| TASK TO CARRY OUT |
Whenever a line in the entries includes the word "advertising", copy that line out.

| ENTRIES SHOWN |
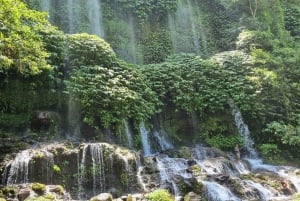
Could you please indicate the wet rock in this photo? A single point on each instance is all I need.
(102, 197)
(191, 196)
(23, 194)
(222, 178)
(195, 170)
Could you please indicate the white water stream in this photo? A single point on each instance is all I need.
(95, 17)
(145, 140)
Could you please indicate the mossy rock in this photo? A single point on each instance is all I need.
(161, 195)
(102, 197)
(129, 198)
(195, 170)
(9, 190)
(39, 188)
(296, 197)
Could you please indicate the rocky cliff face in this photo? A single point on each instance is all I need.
(90, 169)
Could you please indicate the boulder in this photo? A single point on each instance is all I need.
(23, 194)
(102, 197)
(191, 196)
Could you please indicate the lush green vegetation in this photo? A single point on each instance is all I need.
(258, 69)
(160, 195)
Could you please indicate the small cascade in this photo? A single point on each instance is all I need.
(193, 28)
(71, 15)
(145, 140)
(241, 167)
(139, 173)
(185, 27)
(170, 169)
(95, 17)
(46, 6)
(202, 153)
(97, 169)
(19, 168)
(73, 118)
(217, 192)
(163, 142)
(128, 134)
(244, 131)
(132, 39)
(264, 193)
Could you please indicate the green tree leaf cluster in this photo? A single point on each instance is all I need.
(21, 47)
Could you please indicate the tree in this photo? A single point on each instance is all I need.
(21, 48)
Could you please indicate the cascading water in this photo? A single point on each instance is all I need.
(217, 192)
(185, 27)
(255, 161)
(73, 118)
(169, 169)
(145, 140)
(128, 134)
(97, 170)
(243, 130)
(19, 168)
(132, 39)
(71, 16)
(95, 17)
(46, 6)
(163, 142)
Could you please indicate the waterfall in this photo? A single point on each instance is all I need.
(264, 193)
(128, 134)
(46, 6)
(97, 169)
(98, 166)
(193, 27)
(71, 16)
(19, 168)
(73, 118)
(170, 169)
(243, 130)
(185, 27)
(163, 142)
(95, 17)
(217, 192)
(132, 39)
(145, 140)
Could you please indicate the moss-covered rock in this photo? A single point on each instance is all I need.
(102, 197)
(160, 194)
(39, 188)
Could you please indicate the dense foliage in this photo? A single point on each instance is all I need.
(258, 68)
(108, 90)
(21, 49)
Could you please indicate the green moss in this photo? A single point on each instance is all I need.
(10, 190)
(39, 188)
(56, 169)
(296, 197)
(247, 177)
(160, 195)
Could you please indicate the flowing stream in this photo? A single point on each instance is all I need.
(145, 140)
(95, 17)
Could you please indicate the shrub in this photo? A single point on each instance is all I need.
(160, 195)
(39, 188)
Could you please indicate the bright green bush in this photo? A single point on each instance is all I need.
(224, 142)
(39, 188)
(89, 50)
(160, 195)
(110, 94)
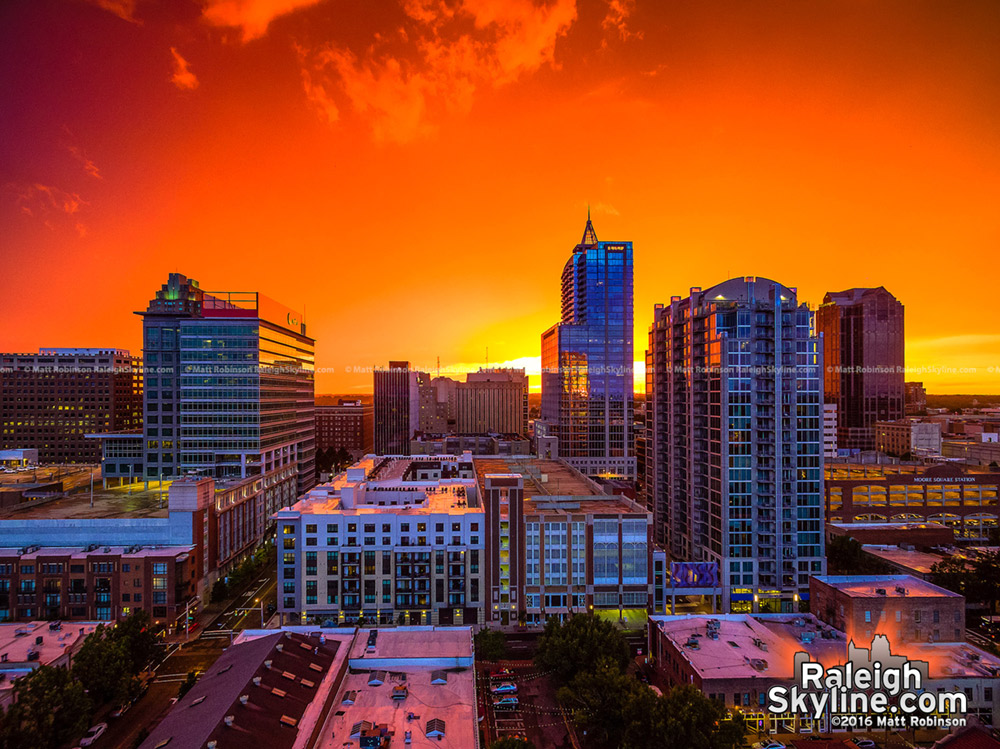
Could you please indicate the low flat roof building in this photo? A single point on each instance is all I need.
(906, 608)
(266, 690)
(28, 645)
(737, 658)
(413, 685)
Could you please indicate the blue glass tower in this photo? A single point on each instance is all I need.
(587, 387)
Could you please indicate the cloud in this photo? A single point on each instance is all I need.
(182, 77)
(616, 20)
(51, 205)
(252, 17)
(436, 62)
(124, 9)
(88, 166)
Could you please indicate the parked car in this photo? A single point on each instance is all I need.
(94, 734)
(505, 703)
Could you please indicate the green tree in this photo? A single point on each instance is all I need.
(510, 742)
(952, 574)
(491, 644)
(49, 710)
(579, 644)
(104, 667)
(984, 583)
(187, 684)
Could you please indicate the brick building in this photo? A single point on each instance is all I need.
(904, 608)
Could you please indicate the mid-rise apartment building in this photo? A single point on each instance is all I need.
(51, 401)
(462, 540)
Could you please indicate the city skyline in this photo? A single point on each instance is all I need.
(238, 143)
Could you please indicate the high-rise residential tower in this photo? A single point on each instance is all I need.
(230, 390)
(863, 347)
(734, 467)
(587, 387)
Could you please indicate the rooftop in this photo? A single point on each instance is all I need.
(891, 586)
(551, 485)
(265, 690)
(408, 697)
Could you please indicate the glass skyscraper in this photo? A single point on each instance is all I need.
(230, 389)
(734, 461)
(587, 387)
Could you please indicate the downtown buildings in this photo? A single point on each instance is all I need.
(51, 401)
(863, 348)
(587, 385)
(229, 390)
(410, 404)
(734, 462)
(463, 540)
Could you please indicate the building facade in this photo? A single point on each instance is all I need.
(587, 384)
(461, 540)
(908, 438)
(230, 385)
(965, 501)
(734, 462)
(348, 425)
(51, 400)
(397, 408)
(904, 608)
(862, 332)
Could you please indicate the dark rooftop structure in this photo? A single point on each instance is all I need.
(255, 694)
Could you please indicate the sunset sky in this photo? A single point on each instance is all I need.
(414, 174)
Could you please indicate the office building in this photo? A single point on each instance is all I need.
(587, 387)
(862, 331)
(492, 401)
(409, 403)
(830, 431)
(51, 400)
(962, 499)
(462, 540)
(915, 398)
(734, 440)
(397, 408)
(902, 607)
(230, 390)
(349, 425)
(908, 438)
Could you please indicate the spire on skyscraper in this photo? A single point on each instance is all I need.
(589, 235)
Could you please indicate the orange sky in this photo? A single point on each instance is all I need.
(416, 175)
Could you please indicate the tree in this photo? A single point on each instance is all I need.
(49, 710)
(187, 684)
(491, 644)
(579, 644)
(510, 742)
(952, 574)
(103, 666)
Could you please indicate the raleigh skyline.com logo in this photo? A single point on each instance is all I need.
(873, 689)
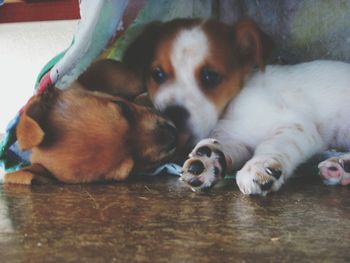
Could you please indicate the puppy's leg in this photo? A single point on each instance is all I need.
(28, 175)
(276, 158)
(211, 158)
(336, 170)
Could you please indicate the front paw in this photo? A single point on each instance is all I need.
(336, 170)
(206, 165)
(259, 176)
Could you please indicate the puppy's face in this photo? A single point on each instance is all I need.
(194, 68)
(82, 136)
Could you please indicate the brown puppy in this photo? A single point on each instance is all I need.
(77, 136)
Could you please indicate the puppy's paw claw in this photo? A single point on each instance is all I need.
(335, 170)
(205, 166)
(259, 177)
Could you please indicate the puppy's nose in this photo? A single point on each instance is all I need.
(196, 167)
(179, 115)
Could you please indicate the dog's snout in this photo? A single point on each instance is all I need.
(179, 115)
(196, 167)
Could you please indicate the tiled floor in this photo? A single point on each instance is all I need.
(159, 220)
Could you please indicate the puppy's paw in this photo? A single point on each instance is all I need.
(206, 165)
(336, 170)
(260, 176)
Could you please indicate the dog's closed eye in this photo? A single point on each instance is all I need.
(126, 111)
(209, 78)
(159, 75)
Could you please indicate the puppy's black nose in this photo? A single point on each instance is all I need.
(196, 167)
(195, 182)
(179, 115)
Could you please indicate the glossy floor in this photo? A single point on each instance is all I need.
(160, 220)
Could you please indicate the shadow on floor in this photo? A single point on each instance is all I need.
(160, 220)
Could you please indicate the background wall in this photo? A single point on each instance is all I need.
(24, 49)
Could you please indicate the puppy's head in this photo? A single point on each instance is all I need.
(82, 136)
(193, 68)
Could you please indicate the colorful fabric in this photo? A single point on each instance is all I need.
(100, 21)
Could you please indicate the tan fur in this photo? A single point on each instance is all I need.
(87, 137)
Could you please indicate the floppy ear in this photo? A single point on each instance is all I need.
(30, 131)
(140, 52)
(143, 100)
(111, 77)
(253, 45)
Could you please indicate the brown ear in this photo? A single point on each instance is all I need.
(29, 133)
(140, 52)
(111, 77)
(144, 100)
(253, 45)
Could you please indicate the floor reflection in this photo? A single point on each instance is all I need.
(160, 220)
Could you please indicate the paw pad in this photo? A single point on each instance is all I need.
(196, 167)
(276, 173)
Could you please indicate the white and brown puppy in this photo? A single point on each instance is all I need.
(265, 123)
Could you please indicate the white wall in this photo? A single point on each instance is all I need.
(24, 49)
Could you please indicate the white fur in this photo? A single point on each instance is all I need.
(189, 50)
(284, 116)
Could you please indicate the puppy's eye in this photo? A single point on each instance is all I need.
(127, 112)
(210, 78)
(158, 75)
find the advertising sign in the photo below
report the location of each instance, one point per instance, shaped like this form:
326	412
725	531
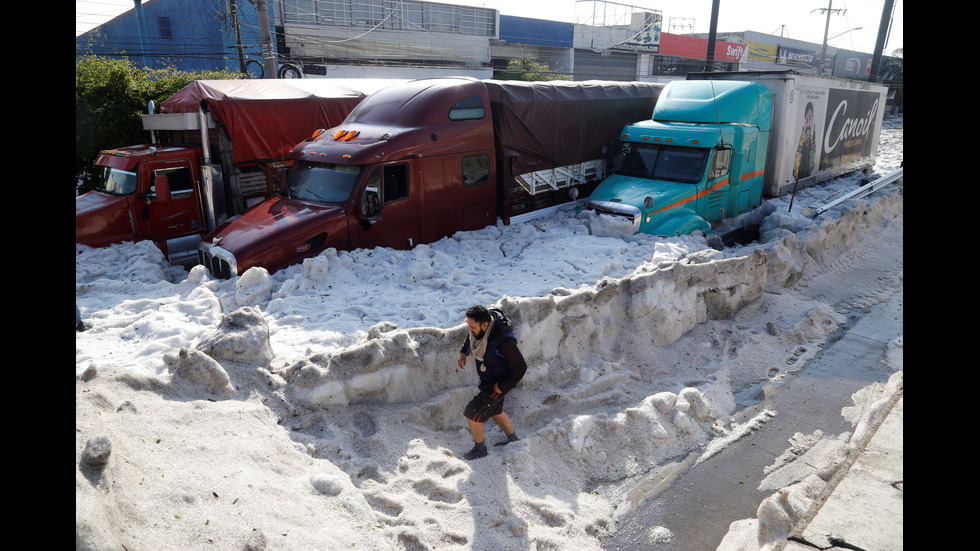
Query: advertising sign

| RESPONSE TO THIS TASK |
find the advertising sign in the photo below
Query: advertising sign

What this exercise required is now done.